Texte fourni
•••

Effets des plantations de palmier à huile sur les communautés et l’environnement en Colombie : le cas de Mapiripán
Interview menée par le FPP avec Willian Aljure (CONPAZ) de la municipalité de Mapiripán, Département de Meta dans les plaines orientales de Colombie, et membre du réseau national des victimes du conflit armé « Communautés pour la construction de la paix dans les territoires » (CONPAZ).
Où se situe Mapiripán et comment est la région ?
La commune de Mapiripán est située dans la région des hautes plaines de Colombie et est l’une des plus grandes communes du pays. Elle est très diversifiée sur le plan culturel. La plupart de la région fait partie des terres traditionnelles des peuples autochtones et le paysage est fait de prairies, de galeries forestières et de marécages qui accueillent une grande variété de plantes, d'animaux, de poissons et d'oiseaux. Le gouvernement a identifié la zone comme une « grande frontière agricole » et promeut des projets d’élevage du bétail et de développement agro-industriel ici.
Mapiripán a beaucoup souffert au cours du conflit armé. Elle est devenue célèbre à cause du massacre de 1997, l’un des plus importants commis par les paramilitaires dans mon pays. En 2005, la Cour interaméricaine des droits de l’homme a condamné le gouvernement colombien pour sa responsabilité dans le massacre.
La violence en Colombie a tué neuf membres de ma famille. Les derniers à mourir furent mon père puis ma mère, morts après avoir été torturés. Il est très pénible pour moi de me remémorer tout cela.
Quand est-ce que la culture du palmier à huile a débuté à Mapiripán et comment ont-ils acquis la terre pour le cultiver ?

•••

Entrées de la tâche
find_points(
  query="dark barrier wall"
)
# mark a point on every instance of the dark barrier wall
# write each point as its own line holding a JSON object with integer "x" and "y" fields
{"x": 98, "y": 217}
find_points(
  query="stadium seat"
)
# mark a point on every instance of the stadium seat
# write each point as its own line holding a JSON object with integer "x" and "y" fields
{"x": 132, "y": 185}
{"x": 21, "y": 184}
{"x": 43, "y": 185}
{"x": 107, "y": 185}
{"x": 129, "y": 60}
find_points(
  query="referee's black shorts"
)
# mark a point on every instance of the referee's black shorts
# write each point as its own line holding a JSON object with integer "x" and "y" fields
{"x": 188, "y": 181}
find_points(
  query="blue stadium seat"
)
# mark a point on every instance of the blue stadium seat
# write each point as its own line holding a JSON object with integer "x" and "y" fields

•••

Tâches à réaliser
a – Selon le texte, pour quelle raison Mapiripán est-elle devenue célèbre ? Réponds en une à trois phrases.
b – Extrais toutes les lignes des entrées qui contiennent la chaîne "shorts", en respectant la casse.
Le texte et les entrées n'ont aucun lien entre eux.

Résultats des tâches
a – Mapiripán est devenue célèbre à cause du massacre de 1997, l'un des plus importants commis par les paramilitaires en Colombie.

b –
  query="referee's black shorts"
# mark a point on every instance of the referee's black shorts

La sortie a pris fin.